Exercise directions » Please write the next part of the nndm_library project description, picking up after its last line.

Text block »
· · ·

Skip to main content

Library to read particle files and apply machine learning to them

Project description

nndm_library

A library design to apply the machine learning and traditional methods to the discovery of new particles.

Installation

pip install nndm_library

Get started

First, for the following examples to work, the files in the directory tests/data_tests/ must be downloaded. In short:

Reading column files o the type data1 data2 data3 v11 v12 v13 . . . . . . . . . vn1 vn2 vn3

print("Read single basic file that contains two rows: particle id and particle name")
file = "tests/data_tests/basic_type/some_particle_names/quarks.txt"
print("Reading %s" % file)
print("*" * 50)
file = ReadFileBase("tests/data_tests/basic_type/some_particle_names/quarks.txt")
print(file.data)

print("\n\nRead all basic files like the one before, but in a given directory")

· · ·

Dataset »
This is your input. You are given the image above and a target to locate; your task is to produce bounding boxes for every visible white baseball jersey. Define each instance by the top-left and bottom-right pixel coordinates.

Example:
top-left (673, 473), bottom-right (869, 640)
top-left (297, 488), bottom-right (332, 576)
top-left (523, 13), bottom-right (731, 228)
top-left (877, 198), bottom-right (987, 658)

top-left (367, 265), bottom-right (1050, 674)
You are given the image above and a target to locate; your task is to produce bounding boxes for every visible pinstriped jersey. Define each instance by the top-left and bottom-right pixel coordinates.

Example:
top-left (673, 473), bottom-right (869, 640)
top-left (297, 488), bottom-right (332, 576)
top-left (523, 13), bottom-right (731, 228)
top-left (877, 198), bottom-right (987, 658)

· · ·

In response »
file = "tests/data_tests/basic_type/some_particle_names/"
print("Reading directory %s" % file)
print("*" * 50)
file = ReadFileBase("tests/data_tests/basic_type/some_particle_names/")
print(file.data)

print("\n\nRead all basic files like the one before, but all found recursively in a given directory")
file = "tests/data_tests/basic_type/"
print("Reading all files found recursively in directory %s" % file)
print("*" * 50)
file = ReadFileBase("tests/data_tests/basic_type/", recursive=True, relabel_events=True)
print(file.data)

Reading lhe files

we will read all data associated with a file in a given data frame by default. In addition to data, there are several options available to filtrate what is intender to be readed exactly.

# Single lhe file
filename = "tests/data_tests/signal/eta_decay_events_mk_0.014980679431428716_eps2_3.8832099149961855e-09.lhe"
print("Reading %s filetring by particle_ids, var_of_interest, and outgoing particles" % filename)
print("*" * 50)
file = ReadLhe(path=filename, particle_ids=[Constants.ELECTRON_ID], var_of_interest=['px'], outgoing=True)
print(file.data)

print("Reading %s filtering by particle_ids, and outgoing particles (all available variables are read" % filename)
print("*" * 50)
file = ReadLhe(path=filename, particle_ids=[Constants.ELECTRON_ID], outgoing=True)
print(file.data)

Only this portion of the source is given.